DATASET ENTRIES:
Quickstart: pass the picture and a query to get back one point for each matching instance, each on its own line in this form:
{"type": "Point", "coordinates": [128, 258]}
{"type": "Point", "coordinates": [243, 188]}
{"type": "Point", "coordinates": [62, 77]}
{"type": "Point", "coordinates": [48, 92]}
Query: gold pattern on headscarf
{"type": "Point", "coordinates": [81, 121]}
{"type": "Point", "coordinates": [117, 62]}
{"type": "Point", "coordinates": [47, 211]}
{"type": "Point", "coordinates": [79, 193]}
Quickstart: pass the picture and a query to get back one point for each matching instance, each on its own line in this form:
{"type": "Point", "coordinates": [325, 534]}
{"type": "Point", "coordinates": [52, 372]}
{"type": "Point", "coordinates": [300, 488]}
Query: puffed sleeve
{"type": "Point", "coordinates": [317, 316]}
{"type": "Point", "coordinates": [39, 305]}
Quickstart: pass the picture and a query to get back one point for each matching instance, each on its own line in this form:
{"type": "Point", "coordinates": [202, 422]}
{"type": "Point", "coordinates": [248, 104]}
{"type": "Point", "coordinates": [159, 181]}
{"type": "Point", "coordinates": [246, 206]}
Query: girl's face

WHAT THE TASK REQUIRES: Rewrite all of the records above, replacing "Quickstart" with "Usage note" at every occurrence and leaving everything else unchanged.

SOLUTION TO THIS PROBLEM:
Usage note: pass the picture and a query to get back one point for each matching instance, each on its own line in this form:
{"type": "Point", "coordinates": [128, 258]}
{"type": "Point", "coordinates": [243, 188]}
{"type": "Point", "coordinates": [62, 77]}
{"type": "Point", "coordinates": [48, 92]}
Query: gold pattern on headscarf
{"type": "Point", "coordinates": [81, 121]}
{"type": "Point", "coordinates": [117, 62]}
{"type": "Point", "coordinates": [47, 211]}
{"type": "Point", "coordinates": [79, 193]}
Usage note: pass the picture and a query to get back one point for each matching instance, each on its own line in this form:
{"type": "Point", "coordinates": [325, 534]}
{"type": "Point", "coordinates": [52, 372]}
{"type": "Point", "coordinates": [300, 488]}
Query: puffed sleeve
{"type": "Point", "coordinates": [317, 316]}
{"type": "Point", "coordinates": [39, 305]}
Usage note: pass the picture and a query to get back one point for each matching instance, each on its own line in this form:
{"type": "Point", "coordinates": [202, 422]}
{"type": "Point", "coordinates": [248, 104]}
{"type": "Point", "coordinates": [159, 181]}
{"type": "Point", "coordinates": [246, 206]}
Query: girl's face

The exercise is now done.